[PAGE EXTRACT]:
Like other airlines globally, Caribbean Airlines’ operations ground to a near standstill in March last year after regional governments, and other countries around the world, shuttered their air and sea borders in an attempt to limit the spread of the coronavirus.

Service on phased basis
Service is being restored on a phased basis to some Caribbean and North American destinations. However, flights to Canada are now off again as that country has banned flights from the Caribbean and Mexico in an attempt to stave off new, more infectious strains of the coronavirus. Service to Cuba was also pulled again as the government there reimposed lockdown measures in response to a spike in virus infections.

“Caribbean Airlines continues to look at all options re its strategic direction,” Ligoure said of the steps being taken by the airline in light of the financial tsunami brought on by the COVID-19 pandemic.

“Once borders were open at some regional destinations, the airline mobilised resources,” she noted – an apparent reference to the resumption of some routes with the help of the 2020 loan.

The Trinidadian government announced in May last year that it had guaranteed a loan of US$65 million for the airline after it was unable to pay expenses, including staff salaries, as the airline’s revenues dried up amid the collapse of the global travel market. The government had disclosed a year earlier that it was servicing a US$75-million debt for CAL.

Even as revenues tanked, the airline continued to rack up major operating expenses. CAL has said, for example, that two aircraft leases came to an end during 2020 and those aircraft were “redelivered” to the airline to continue operations.

“Caribbean Airlines was also able to continue its planned Eastern Caribbean expansion, albeit at a less intense rate. The airline’s cargo operations continued throughout the pandemic and expanded with the introduction of cargo charter services on both the ATR and 737 fleet,” Ligoure said.

The CAL management has taken the knife to the operations, seeking to cut expenses across the board in an attempt to ride out COVID’s financial waves, including salary reductions and contract freezes, among other steps that were unspecified.

“In October 2020, the airline made the very difficult decision of placing some employees on temporary lay-off in an effort to safeguard its longer-term sustainability,” Ligoure said.

[SOURCE DATA]:
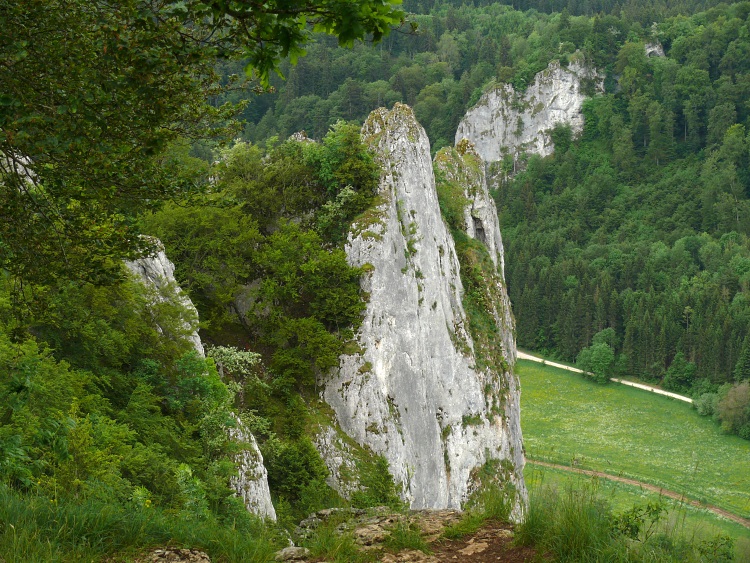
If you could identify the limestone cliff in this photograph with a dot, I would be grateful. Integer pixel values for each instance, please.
(415, 394)
(251, 483)
(506, 122)
(157, 272)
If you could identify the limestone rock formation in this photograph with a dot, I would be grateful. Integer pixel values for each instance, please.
(251, 483)
(157, 272)
(415, 393)
(506, 122)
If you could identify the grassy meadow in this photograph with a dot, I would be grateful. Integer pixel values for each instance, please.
(567, 419)
(682, 518)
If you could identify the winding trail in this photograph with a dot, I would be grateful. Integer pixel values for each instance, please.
(525, 356)
(665, 492)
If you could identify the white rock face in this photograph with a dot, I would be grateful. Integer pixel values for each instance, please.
(158, 272)
(463, 166)
(251, 483)
(414, 394)
(505, 122)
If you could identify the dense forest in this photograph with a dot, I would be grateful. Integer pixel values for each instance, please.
(626, 250)
(640, 226)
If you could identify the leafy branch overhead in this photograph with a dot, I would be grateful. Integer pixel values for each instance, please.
(275, 30)
(94, 96)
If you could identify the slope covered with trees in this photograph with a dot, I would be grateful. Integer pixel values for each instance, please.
(641, 226)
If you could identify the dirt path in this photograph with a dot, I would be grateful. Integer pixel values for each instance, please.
(665, 492)
(525, 356)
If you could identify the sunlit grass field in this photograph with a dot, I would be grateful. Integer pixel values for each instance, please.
(685, 520)
(570, 420)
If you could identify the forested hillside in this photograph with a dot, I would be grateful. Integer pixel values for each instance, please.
(641, 225)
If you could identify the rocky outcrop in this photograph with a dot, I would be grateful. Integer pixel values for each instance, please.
(462, 167)
(415, 394)
(157, 272)
(506, 122)
(251, 483)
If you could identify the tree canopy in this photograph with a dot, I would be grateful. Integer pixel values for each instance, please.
(94, 95)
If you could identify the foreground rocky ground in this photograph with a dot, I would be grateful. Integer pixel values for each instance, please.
(427, 536)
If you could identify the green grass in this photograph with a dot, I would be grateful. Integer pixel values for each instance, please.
(35, 529)
(567, 419)
(689, 521)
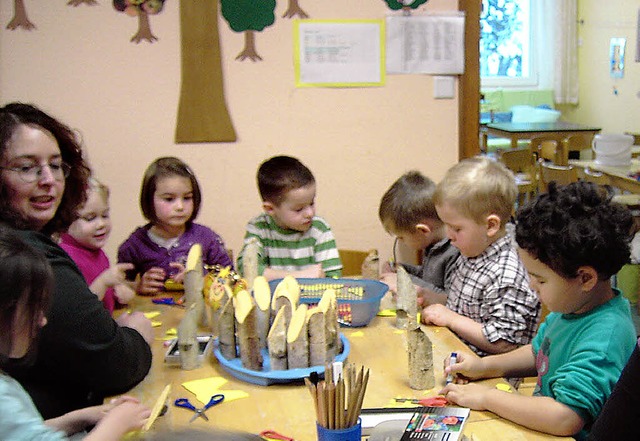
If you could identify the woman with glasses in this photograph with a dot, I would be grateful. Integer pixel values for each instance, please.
(83, 355)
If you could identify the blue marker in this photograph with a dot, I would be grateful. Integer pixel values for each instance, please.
(453, 360)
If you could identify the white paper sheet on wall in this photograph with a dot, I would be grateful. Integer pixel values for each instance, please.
(428, 44)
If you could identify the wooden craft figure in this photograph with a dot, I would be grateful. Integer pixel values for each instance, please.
(194, 283)
(250, 260)
(371, 266)
(188, 340)
(407, 301)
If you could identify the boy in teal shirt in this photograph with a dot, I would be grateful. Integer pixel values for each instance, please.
(571, 240)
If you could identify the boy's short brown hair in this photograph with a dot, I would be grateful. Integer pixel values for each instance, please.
(279, 175)
(408, 202)
(478, 187)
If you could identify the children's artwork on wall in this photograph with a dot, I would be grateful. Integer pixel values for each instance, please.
(20, 19)
(250, 16)
(202, 112)
(407, 5)
(616, 55)
(141, 9)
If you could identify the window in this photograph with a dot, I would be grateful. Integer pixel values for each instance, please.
(507, 57)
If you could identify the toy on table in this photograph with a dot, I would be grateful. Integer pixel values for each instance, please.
(199, 411)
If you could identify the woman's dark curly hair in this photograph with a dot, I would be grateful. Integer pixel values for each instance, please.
(576, 225)
(14, 115)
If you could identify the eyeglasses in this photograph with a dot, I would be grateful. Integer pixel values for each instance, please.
(33, 173)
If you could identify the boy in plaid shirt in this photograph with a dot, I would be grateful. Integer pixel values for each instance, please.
(490, 304)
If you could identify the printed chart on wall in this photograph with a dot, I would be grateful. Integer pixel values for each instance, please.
(427, 44)
(339, 53)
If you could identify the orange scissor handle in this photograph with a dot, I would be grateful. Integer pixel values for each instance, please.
(272, 434)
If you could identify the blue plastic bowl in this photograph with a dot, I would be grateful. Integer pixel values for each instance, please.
(355, 309)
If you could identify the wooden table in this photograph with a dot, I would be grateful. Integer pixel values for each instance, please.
(614, 176)
(288, 408)
(516, 131)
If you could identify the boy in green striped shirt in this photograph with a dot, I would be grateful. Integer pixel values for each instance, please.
(292, 239)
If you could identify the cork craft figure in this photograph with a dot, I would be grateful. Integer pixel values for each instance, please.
(407, 301)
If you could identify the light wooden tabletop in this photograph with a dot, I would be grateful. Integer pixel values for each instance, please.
(288, 408)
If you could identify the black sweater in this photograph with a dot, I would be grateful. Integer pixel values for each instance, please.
(82, 354)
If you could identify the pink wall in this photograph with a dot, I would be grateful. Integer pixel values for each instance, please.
(80, 66)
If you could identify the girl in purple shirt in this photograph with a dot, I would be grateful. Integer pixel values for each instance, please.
(170, 199)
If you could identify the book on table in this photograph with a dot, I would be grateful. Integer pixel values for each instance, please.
(436, 423)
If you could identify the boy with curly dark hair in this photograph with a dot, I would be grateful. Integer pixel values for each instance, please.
(571, 240)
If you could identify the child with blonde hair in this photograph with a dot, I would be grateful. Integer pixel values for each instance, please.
(490, 304)
(571, 240)
(84, 241)
(170, 199)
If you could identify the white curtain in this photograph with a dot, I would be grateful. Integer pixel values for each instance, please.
(563, 19)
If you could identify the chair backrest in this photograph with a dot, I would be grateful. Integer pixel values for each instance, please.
(562, 174)
(520, 160)
(550, 149)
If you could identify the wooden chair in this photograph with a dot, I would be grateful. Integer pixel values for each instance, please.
(551, 149)
(562, 174)
(574, 144)
(522, 163)
(352, 261)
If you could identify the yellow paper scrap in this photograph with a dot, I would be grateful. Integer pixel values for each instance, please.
(204, 388)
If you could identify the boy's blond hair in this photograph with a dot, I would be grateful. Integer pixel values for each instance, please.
(478, 187)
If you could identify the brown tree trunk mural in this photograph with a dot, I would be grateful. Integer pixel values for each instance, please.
(202, 111)
(20, 19)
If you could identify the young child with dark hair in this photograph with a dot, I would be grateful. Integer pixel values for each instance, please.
(27, 284)
(84, 240)
(571, 240)
(170, 200)
(292, 239)
(489, 304)
(407, 212)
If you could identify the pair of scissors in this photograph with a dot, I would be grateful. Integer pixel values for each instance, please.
(437, 401)
(199, 411)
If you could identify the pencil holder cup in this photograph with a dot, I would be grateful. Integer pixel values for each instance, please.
(353, 433)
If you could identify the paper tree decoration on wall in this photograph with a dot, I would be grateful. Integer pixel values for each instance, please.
(249, 16)
(20, 19)
(141, 9)
(404, 4)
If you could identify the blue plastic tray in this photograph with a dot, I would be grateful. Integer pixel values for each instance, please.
(353, 311)
(268, 377)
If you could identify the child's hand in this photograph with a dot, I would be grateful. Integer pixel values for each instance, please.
(391, 279)
(152, 281)
(179, 276)
(387, 268)
(122, 418)
(467, 366)
(438, 315)
(124, 293)
(470, 395)
(116, 274)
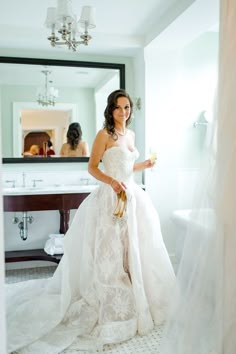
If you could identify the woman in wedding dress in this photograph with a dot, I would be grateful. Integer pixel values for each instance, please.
(115, 278)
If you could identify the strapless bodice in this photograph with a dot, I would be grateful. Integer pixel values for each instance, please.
(119, 161)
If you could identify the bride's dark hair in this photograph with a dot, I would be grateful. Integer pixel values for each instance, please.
(74, 135)
(109, 124)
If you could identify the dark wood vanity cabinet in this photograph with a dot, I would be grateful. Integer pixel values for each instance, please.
(40, 202)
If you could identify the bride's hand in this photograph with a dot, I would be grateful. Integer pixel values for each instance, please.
(149, 163)
(117, 186)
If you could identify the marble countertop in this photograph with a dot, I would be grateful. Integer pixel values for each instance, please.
(53, 189)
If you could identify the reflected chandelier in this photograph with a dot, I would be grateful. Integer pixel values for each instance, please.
(47, 95)
(62, 19)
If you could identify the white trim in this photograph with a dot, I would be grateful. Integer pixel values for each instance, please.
(17, 129)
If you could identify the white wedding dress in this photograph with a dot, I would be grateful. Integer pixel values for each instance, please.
(90, 300)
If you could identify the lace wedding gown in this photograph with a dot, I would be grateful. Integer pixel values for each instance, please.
(90, 300)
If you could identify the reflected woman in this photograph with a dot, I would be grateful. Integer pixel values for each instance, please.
(74, 147)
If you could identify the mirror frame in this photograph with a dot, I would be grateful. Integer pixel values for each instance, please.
(66, 63)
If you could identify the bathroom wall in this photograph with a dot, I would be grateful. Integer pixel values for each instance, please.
(45, 222)
(184, 86)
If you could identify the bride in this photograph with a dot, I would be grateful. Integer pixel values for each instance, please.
(115, 277)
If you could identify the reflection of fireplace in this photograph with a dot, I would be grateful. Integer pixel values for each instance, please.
(35, 138)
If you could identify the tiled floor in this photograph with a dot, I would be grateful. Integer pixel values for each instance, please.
(149, 344)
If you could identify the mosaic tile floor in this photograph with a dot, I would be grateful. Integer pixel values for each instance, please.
(149, 344)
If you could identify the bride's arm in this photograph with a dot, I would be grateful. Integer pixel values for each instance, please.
(139, 166)
(98, 149)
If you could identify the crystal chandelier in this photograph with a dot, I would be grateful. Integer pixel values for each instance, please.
(72, 33)
(48, 94)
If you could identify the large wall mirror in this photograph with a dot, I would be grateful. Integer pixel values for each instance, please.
(79, 91)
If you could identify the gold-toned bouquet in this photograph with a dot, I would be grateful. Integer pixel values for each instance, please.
(120, 205)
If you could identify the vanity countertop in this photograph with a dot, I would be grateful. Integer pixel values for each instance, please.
(53, 189)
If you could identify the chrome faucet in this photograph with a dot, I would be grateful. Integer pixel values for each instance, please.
(13, 181)
(36, 180)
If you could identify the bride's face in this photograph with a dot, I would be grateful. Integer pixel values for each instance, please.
(122, 111)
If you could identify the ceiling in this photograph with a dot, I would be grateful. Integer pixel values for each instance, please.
(122, 27)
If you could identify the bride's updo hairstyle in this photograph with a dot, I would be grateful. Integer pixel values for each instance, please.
(74, 135)
(109, 124)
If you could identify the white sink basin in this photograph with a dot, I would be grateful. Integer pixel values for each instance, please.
(54, 189)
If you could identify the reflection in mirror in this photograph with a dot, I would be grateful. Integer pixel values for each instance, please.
(79, 89)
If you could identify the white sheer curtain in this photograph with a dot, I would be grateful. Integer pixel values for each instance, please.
(202, 319)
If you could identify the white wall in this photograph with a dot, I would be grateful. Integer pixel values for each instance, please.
(179, 85)
(2, 268)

[EXERCISES TO COMPLETE]:
1: In the Caribbean Airlines article, what was the amount of the loan that the Trinidadian government guaranteed for the airline in May last year?
2: Write the next part of the Caribbean Airlines article, starting after its last sentence.

[ANSWER SET]:
1: US$65 million.

2:
To achieve the “longer-term sustainability” CAL, its management says, “has developed a tactical plan, and a number of initiatives are said to be under way to support the business. Cost reduction also continues in other areas of the business”.

Ligoure would not comment further on the tactical plan. She also declined specific comment on whether the airline would follow through on plans announced by its CEO in a previous Financial Gleaner interview, to acquire several Boeing 737 Max jets that were recently the subject of controversy worldwide over safety concerns, but are now getting back into circulation.

“Caribbean Airlines continues to look at all options re its strategic direction and the fleet requirements in relation to that,” was all the airline’s PR head would say on the matter.

Another regional airline, LIAT, which mainly services the eastern Caribbean, collapsed last year under the weight of debts amounting to some US$80 million in unpaid salaries to staff and US$100 million to creditors.

A recent attempt at reviving the airline has been met with resistance from some shareholding eastern Caribbean governments, notably Barbados and St Vincent, which have refused to recertify LIAT for operation to their countries, and expressing preference for permanently pulling the plug on the loss-maker and supporting a new island-hopping airline start-up.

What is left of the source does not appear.